→ **PROBLEM REQUIREMENTS**
Report every line of the records that contains the word "wooden".

####

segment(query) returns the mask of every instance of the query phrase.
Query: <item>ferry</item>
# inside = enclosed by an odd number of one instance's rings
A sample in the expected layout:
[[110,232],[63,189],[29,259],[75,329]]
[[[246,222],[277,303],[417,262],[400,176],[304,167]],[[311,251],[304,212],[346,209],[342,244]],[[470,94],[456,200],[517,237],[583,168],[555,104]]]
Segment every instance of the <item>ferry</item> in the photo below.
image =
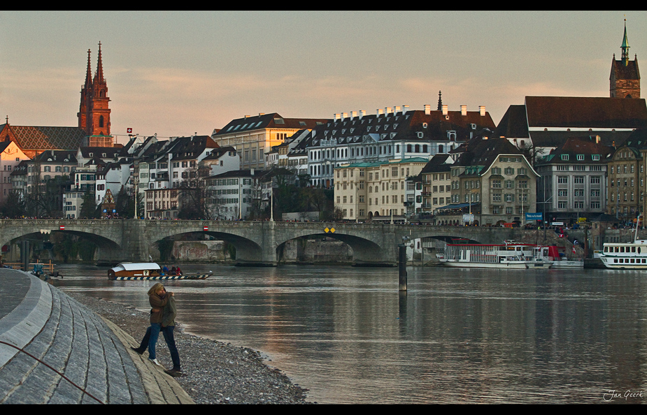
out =
[[[584,260],[578,259],[569,259],[560,253],[560,250],[564,250],[561,247],[555,245],[550,246],[538,246],[535,248],[535,256],[541,258],[545,261],[549,261],[551,263],[551,268],[553,269],[584,269]],[[575,251],[574,251],[574,252]]]
[[638,226],[641,216],[636,221],[632,242],[605,242],[599,259],[607,268],[616,270],[643,270],[647,268],[647,240],[638,239]]
[[162,271],[159,265],[154,262],[123,262],[108,270],[108,279],[120,281],[129,280],[160,280],[160,279],[205,279],[213,272],[209,271],[199,274],[180,274],[173,275]]
[[536,247],[512,241],[499,245],[448,244],[441,263],[448,267],[467,268],[550,268],[551,261],[535,256]]

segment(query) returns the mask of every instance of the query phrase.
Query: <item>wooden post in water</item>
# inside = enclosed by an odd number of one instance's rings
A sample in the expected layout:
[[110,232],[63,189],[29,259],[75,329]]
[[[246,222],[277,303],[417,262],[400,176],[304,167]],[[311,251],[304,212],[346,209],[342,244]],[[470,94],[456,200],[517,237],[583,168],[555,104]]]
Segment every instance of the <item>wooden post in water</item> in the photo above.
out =
[[[406,238],[406,237],[405,237]],[[403,241],[404,242],[404,241]],[[398,287],[399,291],[406,291],[406,245],[398,244]]]

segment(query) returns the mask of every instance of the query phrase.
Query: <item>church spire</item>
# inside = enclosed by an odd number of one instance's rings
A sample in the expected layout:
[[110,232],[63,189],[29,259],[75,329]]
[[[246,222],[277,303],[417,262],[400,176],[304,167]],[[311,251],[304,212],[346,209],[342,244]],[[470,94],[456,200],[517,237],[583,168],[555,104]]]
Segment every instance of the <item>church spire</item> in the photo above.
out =
[[623,38],[623,64],[625,66],[629,62],[629,41],[627,40],[627,19],[625,19],[625,36]]
[[90,49],[87,50],[87,70],[85,73],[85,87],[88,88],[92,85],[92,69],[90,67]]
[[104,64],[101,61],[101,43],[99,43],[99,58],[97,59],[97,72],[94,73],[94,83],[104,84]]

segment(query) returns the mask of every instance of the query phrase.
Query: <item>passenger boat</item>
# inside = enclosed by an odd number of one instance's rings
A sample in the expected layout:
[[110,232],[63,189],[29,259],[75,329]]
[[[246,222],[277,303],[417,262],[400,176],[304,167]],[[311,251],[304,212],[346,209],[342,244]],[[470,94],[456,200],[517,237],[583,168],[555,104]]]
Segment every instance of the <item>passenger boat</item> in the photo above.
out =
[[441,262],[467,268],[550,268],[552,263],[536,256],[536,245],[506,241],[500,245],[448,244]]
[[584,269],[583,260],[569,259],[563,253],[559,252],[560,249],[563,251],[564,249],[555,245],[539,246],[535,248],[535,256],[550,261],[552,263],[550,268],[553,269]]
[[638,226],[641,217],[636,221],[634,242],[605,242],[599,259],[607,268],[643,270],[647,268],[647,240],[638,239]]
[[159,279],[205,279],[213,272],[209,271],[203,274],[181,274],[173,275],[162,271],[159,265],[154,262],[123,262],[108,270],[109,279],[128,280],[159,280]]

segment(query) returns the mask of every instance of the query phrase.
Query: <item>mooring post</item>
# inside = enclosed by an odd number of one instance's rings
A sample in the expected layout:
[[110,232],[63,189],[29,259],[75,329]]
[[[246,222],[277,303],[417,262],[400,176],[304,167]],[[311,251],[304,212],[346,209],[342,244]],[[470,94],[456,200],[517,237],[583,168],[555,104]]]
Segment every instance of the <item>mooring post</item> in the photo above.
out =
[[402,238],[402,243],[398,244],[398,288],[401,291],[406,291],[406,245],[404,242],[408,237]]

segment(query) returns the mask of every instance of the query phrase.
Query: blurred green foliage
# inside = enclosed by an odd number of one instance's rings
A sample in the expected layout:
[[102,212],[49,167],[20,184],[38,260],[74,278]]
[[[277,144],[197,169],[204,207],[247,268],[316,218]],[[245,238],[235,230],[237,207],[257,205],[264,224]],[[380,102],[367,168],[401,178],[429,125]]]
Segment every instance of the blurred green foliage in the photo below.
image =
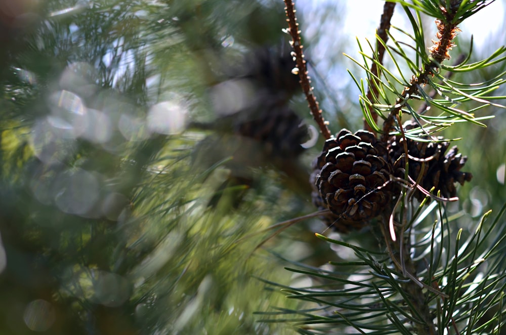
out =
[[[0,333],[292,333],[254,312],[304,304],[261,279],[310,285],[283,266],[347,255],[314,236],[325,229],[315,219],[268,241],[269,252],[254,251],[270,234],[256,233],[314,211],[306,182],[319,144],[280,164],[257,159],[257,146],[228,151],[243,145],[234,136],[187,128],[219,118],[220,83],[246,78],[264,97],[265,72],[243,63],[266,46],[286,52],[282,2],[17,4],[0,2]],[[311,123],[301,95],[279,91]],[[356,102],[342,102],[359,127]],[[506,201],[501,113],[486,130],[446,135],[466,134],[470,222]],[[241,149],[256,164],[247,183],[231,184]]]

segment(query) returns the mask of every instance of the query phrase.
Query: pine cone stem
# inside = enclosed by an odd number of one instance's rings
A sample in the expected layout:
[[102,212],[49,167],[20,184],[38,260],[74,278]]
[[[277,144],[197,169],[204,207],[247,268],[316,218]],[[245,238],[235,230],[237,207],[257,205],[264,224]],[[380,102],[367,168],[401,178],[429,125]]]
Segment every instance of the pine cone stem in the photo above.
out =
[[301,86],[306,95],[306,99],[309,104],[309,108],[311,111],[313,117],[320,128],[321,135],[325,140],[330,138],[330,131],[327,127],[327,122],[321,115],[321,110],[318,106],[318,101],[313,93],[313,89],[311,85],[311,80],[308,76],[307,68],[306,66],[306,61],[304,60],[304,55],[302,52],[302,44],[301,43],[300,31],[299,30],[299,23],[295,16],[295,9],[293,7],[293,2],[292,0],[284,0],[285,11],[286,12],[286,19],[288,24],[287,31],[291,36],[290,41],[293,51],[295,52],[296,61],[297,63],[297,72],[299,72],[299,76],[301,79]]

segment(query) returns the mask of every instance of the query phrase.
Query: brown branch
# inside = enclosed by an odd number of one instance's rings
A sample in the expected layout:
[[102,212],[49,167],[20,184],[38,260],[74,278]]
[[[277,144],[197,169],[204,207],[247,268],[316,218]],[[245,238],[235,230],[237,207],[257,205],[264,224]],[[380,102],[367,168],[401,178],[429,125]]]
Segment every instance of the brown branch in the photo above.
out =
[[431,52],[431,57],[432,60],[429,64],[425,64],[425,70],[420,70],[420,73],[417,76],[413,76],[409,83],[409,86],[404,88],[401,93],[400,96],[395,101],[395,104],[390,111],[388,117],[383,123],[383,134],[381,140],[386,143],[389,137],[389,133],[394,129],[394,123],[395,121],[396,115],[399,114],[402,108],[406,105],[409,98],[413,95],[418,93],[418,88],[421,85],[425,85],[429,82],[429,76],[434,76],[434,74],[440,68],[441,63],[446,59],[449,59],[449,50],[455,46],[452,41],[459,31],[456,24],[451,23],[454,15],[454,12],[448,12],[446,9],[442,8],[441,11],[445,17],[444,22],[440,20],[436,20],[436,24],[438,27],[438,32],[436,36],[439,39],[437,41],[433,41],[434,45],[429,49]]
[[[395,3],[390,3],[385,2],[383,6],[383,14],[381,16],[381,20],[380,22],[380,26],[376,30],[376,34],[378,37],[381,38],[383,42],[386,42],[388,40],[388,35],[387,34],[387,30],[390,29],[390,19],[394,14],[394,8],[395,7]],[[376,40],[376,51],[375,56],[376,60],[380,64],[383,64],[383,55],[385,55],[385,46],[378,40]],[[371,73],[371,82],[369,87],[367,88],[367,98],[369,101],[372,102],[373,98],[377,97],[379,92],[377,89],[377,81],[376,77],[378,77],[378,64],[373,62],[371,66],[370,71]],[[378,114],[374,110],[372,106],[369,106],[369,112],[372,116],[372,119],[374,122],[376,122],[378,119]],[[374,132],[374,130],[369,125],[367,121],[364,119],[364,129],[368,130],[369,132]]]
[[[286,19],[288,24],[287,32],[291,36],[290,42],[293,51],[295,52],[295,58],[297,63],[299,76],[301,79],[301,86],[306,95],[306,99],[309,105],[309,109],[313,115],[313,118],[320,128],[320,131],[325,140],[330,138],[330,132],[327,127],[327,122],[321,115],[321,110],[318,106],[318,101],[313,93],[313,89],[311,86],[311,80],[308,76],[308,70],[306,66],[306,61],[304,60],[304,55],[302,52],[303,46],[301,43],[300,31],[299,30],[299,23],[295,16],[295,9],[293,8],[293,2],[292,0],[284,0],[285,11],[286,12]],[[297,71],[297,70],[296,70]]]
[[[408,245],[404,242],[403,239],[398,239],[394,241],[388,237],[389,221],[388,216],[384,216],[380,228],[394,266],[398,271],[411,279],[401,283],[400,285],[403,291],[406,292],[407,299],[409,300],[409,306],[416,310],[413,311],[414,313],[411,313],[412,316],[416,317],[414,315],[416,314],[421,318],[419,320],[419,322],[414,323],[415,333],[419,335],[436,335],[437,333],[436,325],[433,321],[434,318],[427,304],[424,288],[443,297],[447,296],[438,289],[420,281],[416,277],[416,267],[411,257]],[[402,263],[399,262],[395,255],[397,253],[404,255]]]

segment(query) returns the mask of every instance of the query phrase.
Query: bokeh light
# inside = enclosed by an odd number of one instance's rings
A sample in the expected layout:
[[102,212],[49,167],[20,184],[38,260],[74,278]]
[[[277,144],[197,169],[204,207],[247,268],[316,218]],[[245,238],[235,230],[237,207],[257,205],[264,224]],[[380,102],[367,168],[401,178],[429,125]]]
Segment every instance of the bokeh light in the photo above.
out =
[[55,322],[54,308],[43,299],[34,300],[25,308],[23,319],[26,326],[33,331],[46,331]]

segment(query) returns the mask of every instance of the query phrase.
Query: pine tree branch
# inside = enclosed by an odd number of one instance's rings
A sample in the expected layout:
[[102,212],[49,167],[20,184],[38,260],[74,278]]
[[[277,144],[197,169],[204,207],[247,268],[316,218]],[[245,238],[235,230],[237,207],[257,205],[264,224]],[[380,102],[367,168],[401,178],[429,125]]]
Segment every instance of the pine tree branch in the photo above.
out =
[[311,86],[311,80],[308,76],[307,68],[306,66],[306,61],[304,60],[304,55],[302,52],[302,44],[301,43],[300,31],[299,30],[299,23],[295,16],[295,9],[293,7],[293,2],[292,0],[284,0],[285,11],[288,19],[286,21],[288,23],[287,32],[291,36],[292,40],[290,44],[293,48],[295,53],[296,61],[297,63],[297,69],[294,72],[298,72],[301,79],[301,86],[306,95],[306,99],[309,104],[309,109],[313,115],[313,117],[322,135],[325,140],[330,138],[330,132],[327,127],[327,122],[325,121],[321,115],[321,110],[318,106],[318,101],[313,93],[313,89]]
[[[383,14],[381,16],[380,26],[376,30],[376,33],[378,36],[377,38],[381,38],[382,40],[385,43],[388,39],[388,34],[387,33],[387,30],[390,29],[390,20],[394,14],[394,8],[395,7],[395,3],[385,2],[385,5],[383,6]],[[385,43],[380,43],[376,40],[375,57],[377,58],[378,62],[381,64],[383,64],[383,56],[385,55],[385,51],[384,45]],[[380,76],[378,72],[378,64],[373,62],[372,65],[371,66],[371,82],[368,88],[367,94],[367,100],[369,101],[372,101],[373,96],[377,97],[379,94],[377,86],[377,80],[375,78],[375,77],[379,77]],[[371,113],[371,115],[372,116],[372,119],[376,123],[378,119],[377,113],[376,113],[376,111],[372,108],[372,106],[369,105],[368,108],[369,108],[369,111]],[[368,130],[369,132],[374,131],[365,119],[364,120],[364,129]]]
[[[429,288],[429,287],[427,286],[416,277],[416,267],[411,259],[407,245],[404,243],[404,239],[397,239],[394,241],[389,238],[390,220],[388,216],[384,216],[380,226],[382,234],[385,238],[394,265],[399,271],[411,279],[401,283],[401,287],[406,292],[406,298],[409,300],[408,306],[412,306],[412,308],[416,309],[416,311],[413,311],[413,313],[411,315],[414,317],[414,314],[416,314],[422,318],[419,320],[420,323],[416,322],[414,325],[416,333],[419,335],[436,335],[437,332],[436,325],[433,321],[434,318],[431,314],[431,310],[423,291],[424,287]],[[398,253],[401,256],[400,260],[398,260],[396,257],[396,254]],[[429,290],[436,290],[432,287],[430,288]],[[440,294],[440,292],[438,292],[438,294]]]
[[456,9],[453,6],[450,6],[449,9],[450,10],[447,10],[444,8],[441,8],[445,19],[444,21],[439,19],[436,20],[436,24],[438,27],[436,36],[438,40],[433,41],[434,45],[429,49],[431,51],[431,60],[424,64],[418,75],[413,76],[409,86],[404,88],[400,96],[397,98],[394,107],[383,123],[382,141],[386,142],[390,131],[394,129],[396,115],[406,105],[410,97],[418,93],[420,86],[429,82],[429,76],[433,76],[436,73],[443,61],[449,59],[448,52],[455,46],[452,40],[457,32],[460,31],[457,27],[456,23],[452,23]]

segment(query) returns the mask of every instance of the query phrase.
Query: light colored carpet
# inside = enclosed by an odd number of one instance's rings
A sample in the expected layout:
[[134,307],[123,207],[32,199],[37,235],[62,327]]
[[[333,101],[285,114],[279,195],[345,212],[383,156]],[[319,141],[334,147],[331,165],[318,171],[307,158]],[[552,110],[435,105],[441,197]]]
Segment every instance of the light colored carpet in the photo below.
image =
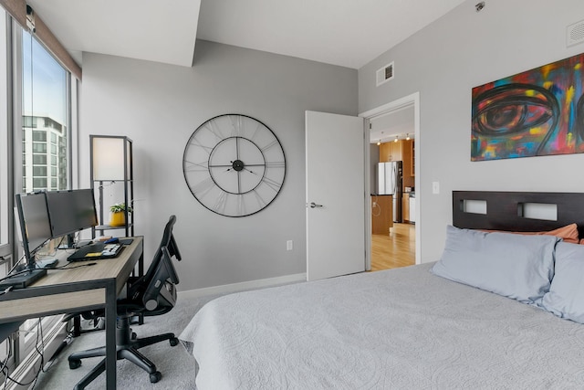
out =
[[[146,317],[143,325],[132,326],[138,337],[148,337],[155,334],[172,332],[178,337],[189,323],[194,313],[209,300],[217,296],[209,296],[196,300],[182,300],[179,296],[177,304],[170,312],[156,316]],[[57,356],[55,363],[50,365],[47,373],[41,373],[35,386],[36,389],[63,390],[73,388],[93,366],[100,357],[83,360],[82,365],[71,370],[67,357],[76,352],[82,351],[105,343],[105,332],[94,332],[82,334],[74,339]],[[125,360],[118,361],[117,385],[120,389],[194,389],[194,358],[189,354],[181,343],[172,347],[168,342],[162,342],[140,350],[151,360],[156,368],[162,374],[162,378],[156,384],[150,383],[150,376],[141,368]],[[104,389],[106,375],[100,374],[88,387],[88,390]]]

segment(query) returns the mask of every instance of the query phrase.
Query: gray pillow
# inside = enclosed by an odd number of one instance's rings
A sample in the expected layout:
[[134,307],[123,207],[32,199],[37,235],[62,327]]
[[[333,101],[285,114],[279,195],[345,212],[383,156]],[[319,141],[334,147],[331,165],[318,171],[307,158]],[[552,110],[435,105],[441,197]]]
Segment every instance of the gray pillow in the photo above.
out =
[[554,276],[560,238],[446,228],[442,258],[432,272],[524,303],[539,304]]
[[558,317],[584,323],[584,246],[560,242],[556,271],[542,307]]

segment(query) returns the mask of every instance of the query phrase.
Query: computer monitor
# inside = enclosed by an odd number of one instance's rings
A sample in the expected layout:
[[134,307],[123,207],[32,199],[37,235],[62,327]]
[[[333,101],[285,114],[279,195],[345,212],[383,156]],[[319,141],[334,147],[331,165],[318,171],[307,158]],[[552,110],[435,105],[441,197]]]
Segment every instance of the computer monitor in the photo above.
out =
[[49,191],[47,193],[47,205],[53,238],[98,225],[98,214],[91,188]]
[[16,194],[16,211],[22,244],[28,264],[35,261],[35,252],[51,239],[52,231],[46,193]]
[[15,200],[26,266],[0,280],[0,289],[22,289],[47,274],[47,269],[37,269],[35,262],[36,252],[52,237],[47,195],[45,193],[16,194]]

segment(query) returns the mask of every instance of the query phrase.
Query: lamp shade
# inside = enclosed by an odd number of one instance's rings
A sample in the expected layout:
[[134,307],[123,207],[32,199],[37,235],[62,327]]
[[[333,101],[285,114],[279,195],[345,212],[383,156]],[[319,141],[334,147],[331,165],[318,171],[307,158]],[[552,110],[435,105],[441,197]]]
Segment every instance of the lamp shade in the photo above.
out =
[[[124,180],[130,169],[131,141],[123,136],[91,135],[91,159],[93,180]],[[126,163],[124,163],[126,160]]]

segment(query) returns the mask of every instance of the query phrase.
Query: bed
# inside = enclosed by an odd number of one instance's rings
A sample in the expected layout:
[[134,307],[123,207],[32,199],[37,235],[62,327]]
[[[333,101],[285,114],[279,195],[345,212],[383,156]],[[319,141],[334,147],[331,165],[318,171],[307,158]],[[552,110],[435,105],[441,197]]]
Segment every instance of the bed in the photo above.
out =
[[[468,212],[474,202],[488,212]],[[583,204],[584,194],[454,192],[435,263],[212,300],[179,336],[197,388],[582,388]],[[527,217],[530,205],[557,217]],[[492,231],[558,228],[562,238]]]

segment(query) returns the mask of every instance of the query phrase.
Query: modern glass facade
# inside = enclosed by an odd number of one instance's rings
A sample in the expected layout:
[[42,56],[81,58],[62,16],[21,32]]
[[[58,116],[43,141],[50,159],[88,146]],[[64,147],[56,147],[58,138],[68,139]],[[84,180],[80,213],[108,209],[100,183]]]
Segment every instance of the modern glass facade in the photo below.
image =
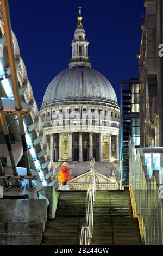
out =
[[135,217],[146,245],[163,244],[163,148],[129,148],[129,184]]
[[122,81],[121,87],[120,163],[121,188],[129,186],[129,145],[132,136],[136,147],[140,145],[139,80]]

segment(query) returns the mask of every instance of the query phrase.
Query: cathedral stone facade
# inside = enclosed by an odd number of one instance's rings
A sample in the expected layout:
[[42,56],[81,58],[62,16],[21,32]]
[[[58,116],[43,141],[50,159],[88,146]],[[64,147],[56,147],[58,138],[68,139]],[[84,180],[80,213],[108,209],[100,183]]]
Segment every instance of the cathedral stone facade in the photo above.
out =
[[48,86],[40,108],[53,161],[119,159],[120,108],[108,80],[91,68],[79,8],[69,68]]

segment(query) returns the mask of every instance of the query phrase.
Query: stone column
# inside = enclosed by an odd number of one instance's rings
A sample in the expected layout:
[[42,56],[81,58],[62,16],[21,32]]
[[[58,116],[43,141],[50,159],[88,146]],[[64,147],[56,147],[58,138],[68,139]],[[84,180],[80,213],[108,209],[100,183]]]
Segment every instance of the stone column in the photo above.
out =
[[50,153],[51,158],[53,162],[53,135],[51,134],[50,135]]
[[62,161],[62,135],[59,133],[59,162]]
[[117,160],[119,161],[119,136],[117,135],[116,137],[116,157]]
[[93,133],[89,133],[89,159],[93,157]]
[[82,133],[79,133],[79,161],[83,161],[83,134]]
[[111,159],[111,134],[109,136],[109,159],[110,161]]
[[72,161],[72,133],[69,133],[69,161]]
[[103,160],[103,135],[102,133],[99,133],[99,161],[102,161]]

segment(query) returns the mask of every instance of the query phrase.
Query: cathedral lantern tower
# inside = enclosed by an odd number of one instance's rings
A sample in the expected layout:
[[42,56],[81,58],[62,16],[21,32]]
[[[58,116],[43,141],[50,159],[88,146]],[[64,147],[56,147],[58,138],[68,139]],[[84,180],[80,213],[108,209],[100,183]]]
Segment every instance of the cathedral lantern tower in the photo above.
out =
[[69,64],[70,68],[77,65],[91,66],[88,56],[89,42],[85,40],[85,31],[82,25],[81,11],[81,7],[79,7],[78,23],[71,44],[72,58]]

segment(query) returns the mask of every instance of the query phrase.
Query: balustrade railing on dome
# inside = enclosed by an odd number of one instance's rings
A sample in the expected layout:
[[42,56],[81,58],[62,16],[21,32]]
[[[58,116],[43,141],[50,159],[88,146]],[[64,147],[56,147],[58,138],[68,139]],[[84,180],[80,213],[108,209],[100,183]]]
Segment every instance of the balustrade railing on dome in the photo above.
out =
[[89,245],[93,237],[94,203],[96,196],[96,169],[95,159],[90,160],[91,179],[90,187],[87,189],[87,207],[85,224],[82,227],[80,245]]

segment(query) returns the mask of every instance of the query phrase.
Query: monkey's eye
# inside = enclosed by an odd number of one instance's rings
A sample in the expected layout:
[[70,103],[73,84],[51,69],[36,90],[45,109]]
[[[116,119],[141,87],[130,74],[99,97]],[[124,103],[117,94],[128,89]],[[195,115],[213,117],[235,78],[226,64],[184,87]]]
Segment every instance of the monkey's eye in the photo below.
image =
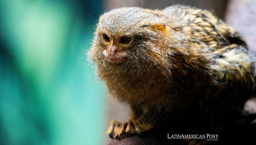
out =
[[105,34],[103,34],[102,35],[102,37],[105,41],[108,42],[109,42],[110,40],[110,39],[108,37],[108,36]]
[[128,37],[121,37],[119,42],[126,44],[130,43],[131,41],[131,39],[130,38]]

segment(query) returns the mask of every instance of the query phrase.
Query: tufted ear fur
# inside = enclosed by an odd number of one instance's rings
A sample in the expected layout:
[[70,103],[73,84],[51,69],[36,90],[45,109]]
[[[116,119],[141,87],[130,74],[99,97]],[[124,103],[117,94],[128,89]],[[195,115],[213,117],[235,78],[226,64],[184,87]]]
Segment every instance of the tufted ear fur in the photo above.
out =
[[163,24],[154,24],[150,26],[151,28],[153,30],[157,31],[160,31],[163,33],[165,36],[167,36],[167,31],[165,25]]

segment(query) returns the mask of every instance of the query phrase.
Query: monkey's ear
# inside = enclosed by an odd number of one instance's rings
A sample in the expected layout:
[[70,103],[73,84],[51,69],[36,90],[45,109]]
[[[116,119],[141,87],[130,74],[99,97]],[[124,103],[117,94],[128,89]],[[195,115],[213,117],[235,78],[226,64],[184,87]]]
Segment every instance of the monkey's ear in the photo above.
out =
[[166,27],[165,25],[154,24],[151,25],[151,27],[153,29],[162,32],[165,36],[167,36],[168,35],[167,31],[166,31]]

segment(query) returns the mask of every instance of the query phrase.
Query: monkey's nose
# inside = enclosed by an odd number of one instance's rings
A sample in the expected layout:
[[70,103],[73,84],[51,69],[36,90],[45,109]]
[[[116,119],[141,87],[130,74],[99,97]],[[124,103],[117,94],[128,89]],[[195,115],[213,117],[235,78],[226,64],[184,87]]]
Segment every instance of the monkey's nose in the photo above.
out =
[[108,49],[107,48],[106,49],[106,52],[111,56],[113,56],[121,52],[120,49],[115,45],[111,46],[109,47]]

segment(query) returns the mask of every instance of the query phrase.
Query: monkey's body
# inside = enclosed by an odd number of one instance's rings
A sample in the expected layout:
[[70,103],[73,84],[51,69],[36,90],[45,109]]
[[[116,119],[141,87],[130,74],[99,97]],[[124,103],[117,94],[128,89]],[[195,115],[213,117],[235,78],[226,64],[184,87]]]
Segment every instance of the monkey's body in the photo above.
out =
[[[102,42],[102,32],[114,40]],[[114,40],[124,35],[132,43],[120,49],[121,56],[113,54],[120,60],[113,62],[102,52],[116,53]],[[201,115],[193,119],[206,129],[221,132],[255,85],[255,59],[237,32],[210,12],[188,7],[105,13],[89,55],[110,94],[131,107],[130,120],[111,123],[107,132],[113,138],[189,119],[190,112]]]

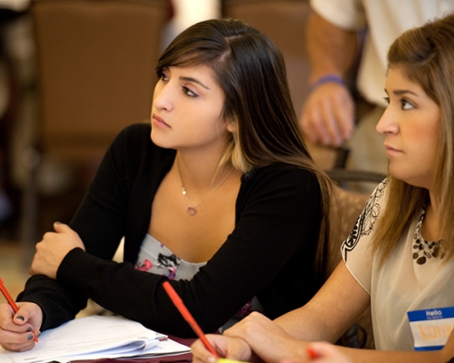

####

→ **EXERCISE SOLUTION**
Query: <item>wooden post in water</item>
Segment every instance of the <item>wooden post in water</item> in the photo above.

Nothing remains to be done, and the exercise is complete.